TASK STATEMENT:
Starting at the line that contains "Put a marker on each instance of the eyelash", print every remaining line of the entries, unchanged, and output nothing more.

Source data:
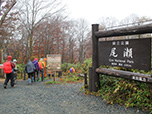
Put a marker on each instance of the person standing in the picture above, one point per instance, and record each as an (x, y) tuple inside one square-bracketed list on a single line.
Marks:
[(37, 68), (44, 60), (8, 69), (30, 68), (41, 68), (15, 70)]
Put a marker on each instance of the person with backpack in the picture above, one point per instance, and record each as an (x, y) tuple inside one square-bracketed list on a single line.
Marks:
[(30, 68), (8, 69), (45, 62), (37, 68), (41, 68), (15, 70)]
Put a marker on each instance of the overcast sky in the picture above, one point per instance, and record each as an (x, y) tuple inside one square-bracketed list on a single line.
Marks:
[(93, 10)]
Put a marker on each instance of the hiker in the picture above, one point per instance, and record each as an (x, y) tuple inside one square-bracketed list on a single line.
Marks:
[(15, 70), (8, 69), (72, 70), (30, 68), (44, 60), (41, 68), (37, 69)]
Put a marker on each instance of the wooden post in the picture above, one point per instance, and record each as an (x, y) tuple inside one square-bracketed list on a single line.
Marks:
[(90, 79), (95, 80)]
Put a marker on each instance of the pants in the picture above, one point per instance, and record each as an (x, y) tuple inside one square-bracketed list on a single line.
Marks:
[(34, 74), (42, 72), (9, 76), (30, 75)]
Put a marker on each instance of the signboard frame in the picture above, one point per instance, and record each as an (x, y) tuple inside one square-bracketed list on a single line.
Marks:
[(128, 53), (53, 63)]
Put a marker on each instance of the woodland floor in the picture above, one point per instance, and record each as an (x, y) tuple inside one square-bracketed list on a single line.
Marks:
[(39, 98)]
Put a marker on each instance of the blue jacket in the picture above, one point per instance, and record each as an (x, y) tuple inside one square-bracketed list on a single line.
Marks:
[(29, 68), (35, 62)]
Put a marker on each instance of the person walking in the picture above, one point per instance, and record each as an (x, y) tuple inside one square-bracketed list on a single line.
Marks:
[(30, 68), (8, 69), (41, 68), (45, 62), (37, 69), (15, 70)]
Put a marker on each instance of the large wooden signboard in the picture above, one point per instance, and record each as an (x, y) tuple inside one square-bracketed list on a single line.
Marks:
[(131, 53), (53, 63)]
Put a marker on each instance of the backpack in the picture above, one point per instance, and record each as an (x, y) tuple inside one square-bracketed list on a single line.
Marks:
[(71, 70), (40, 65), (7, 67)]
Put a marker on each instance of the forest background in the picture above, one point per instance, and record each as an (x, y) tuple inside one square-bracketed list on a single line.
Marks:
[(39, 27)]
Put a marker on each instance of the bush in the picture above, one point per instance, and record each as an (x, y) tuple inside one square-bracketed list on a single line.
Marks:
[(128, 92)]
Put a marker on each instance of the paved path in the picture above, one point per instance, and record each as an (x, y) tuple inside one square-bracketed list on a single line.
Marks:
[(55, 99)]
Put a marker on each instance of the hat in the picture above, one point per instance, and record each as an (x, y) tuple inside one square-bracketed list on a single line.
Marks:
[(14, 60)]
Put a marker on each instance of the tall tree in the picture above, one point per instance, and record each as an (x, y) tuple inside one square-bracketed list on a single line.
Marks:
[(35, 11)]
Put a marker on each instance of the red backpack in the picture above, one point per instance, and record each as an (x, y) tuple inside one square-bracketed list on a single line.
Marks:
[(7, 67)]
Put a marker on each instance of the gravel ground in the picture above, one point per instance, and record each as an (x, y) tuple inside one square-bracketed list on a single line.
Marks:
[(55, 99)]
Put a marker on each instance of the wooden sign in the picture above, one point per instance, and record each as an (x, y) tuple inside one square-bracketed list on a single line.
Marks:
[(130, 53), (53, 63)]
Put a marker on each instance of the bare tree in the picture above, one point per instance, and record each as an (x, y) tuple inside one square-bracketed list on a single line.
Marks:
[(82, 37), (35, 11), (7, 11)]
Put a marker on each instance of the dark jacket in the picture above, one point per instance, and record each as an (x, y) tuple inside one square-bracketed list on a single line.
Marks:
[(35, 62), (29, 68)]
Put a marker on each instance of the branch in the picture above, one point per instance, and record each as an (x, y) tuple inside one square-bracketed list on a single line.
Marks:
[(5, 14)]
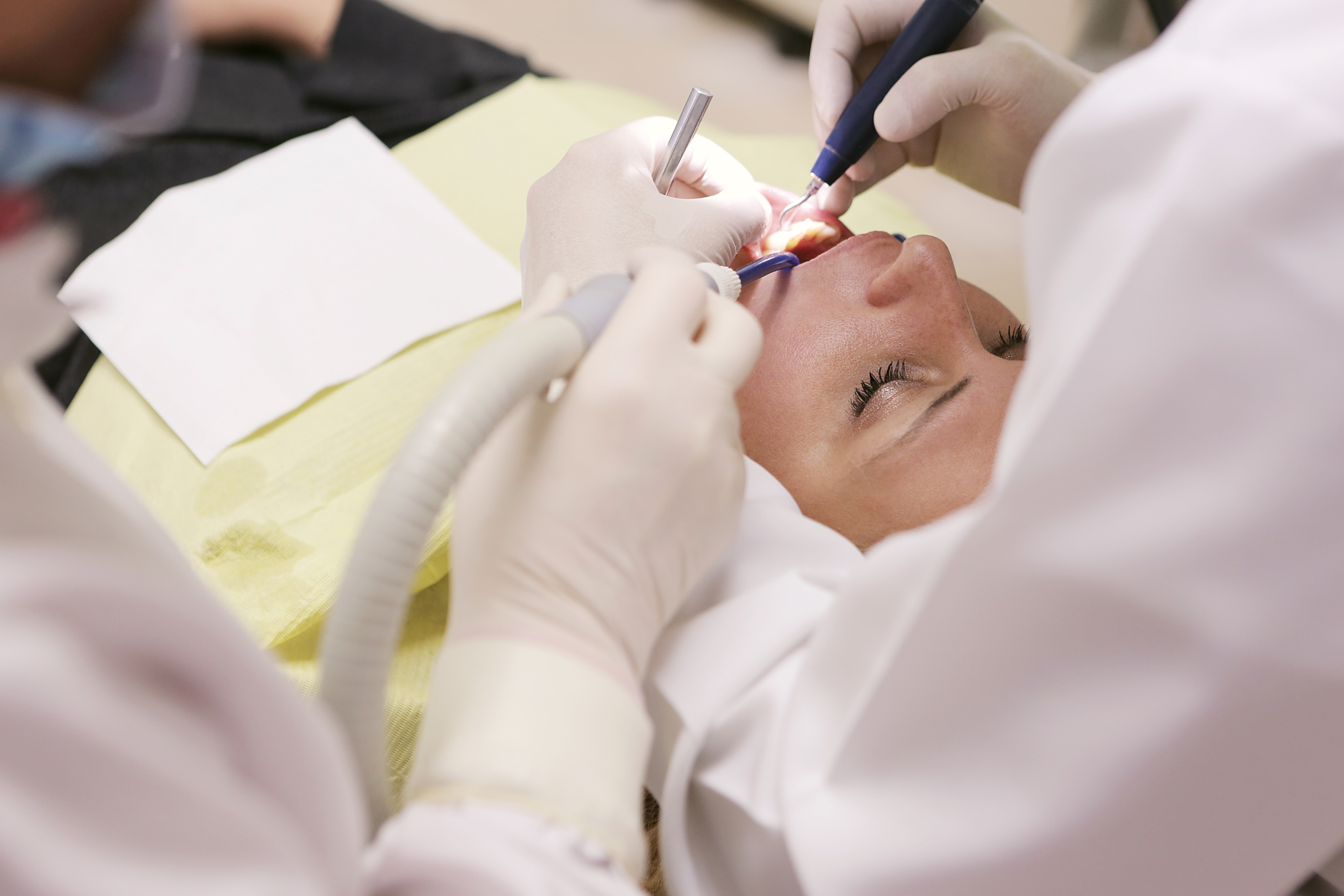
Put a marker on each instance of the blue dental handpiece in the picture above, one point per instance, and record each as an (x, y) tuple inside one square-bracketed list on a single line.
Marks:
[(932, 30)]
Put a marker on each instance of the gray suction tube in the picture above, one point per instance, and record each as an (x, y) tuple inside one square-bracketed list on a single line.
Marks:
[(366, 620)]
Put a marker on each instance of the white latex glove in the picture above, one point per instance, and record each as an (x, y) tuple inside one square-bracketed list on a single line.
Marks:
[(975, 113), (588, 213), (584, 523), (578, 530)]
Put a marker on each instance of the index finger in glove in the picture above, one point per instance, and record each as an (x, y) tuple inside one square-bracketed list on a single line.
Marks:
[(730, 340)]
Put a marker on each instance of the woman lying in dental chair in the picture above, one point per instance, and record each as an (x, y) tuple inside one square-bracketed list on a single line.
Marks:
[(884, 379)]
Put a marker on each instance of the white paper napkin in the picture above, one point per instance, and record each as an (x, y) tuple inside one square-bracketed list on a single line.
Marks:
[(236, 299)]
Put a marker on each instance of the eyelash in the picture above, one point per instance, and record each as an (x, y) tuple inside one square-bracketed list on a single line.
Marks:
[(890, 374), (1013, 339)]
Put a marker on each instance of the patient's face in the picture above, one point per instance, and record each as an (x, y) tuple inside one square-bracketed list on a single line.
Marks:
[(882, 385)]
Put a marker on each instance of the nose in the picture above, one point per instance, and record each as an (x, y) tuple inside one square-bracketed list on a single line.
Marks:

COMPLETED EXERCISE:
Put a marker on each instance of the eyelash in the picture above, one point per instance, and record each as an (x, y) tuple inside one square-bracketed list on a single line.
Marks:
[(890, 374), (1013, 339)]
Put a marker on each instance of the patient's face in the picture above, one point per instance, and record each as an (x, y) tuple inside one square-bracketed list on a single line.
Marks:
[(882, 385)]
Put a marker on each instance of the nose in the picture above, one point per instance, and record each as an (x, y) tuple inside one square-bracketed list on a single line.
Marks:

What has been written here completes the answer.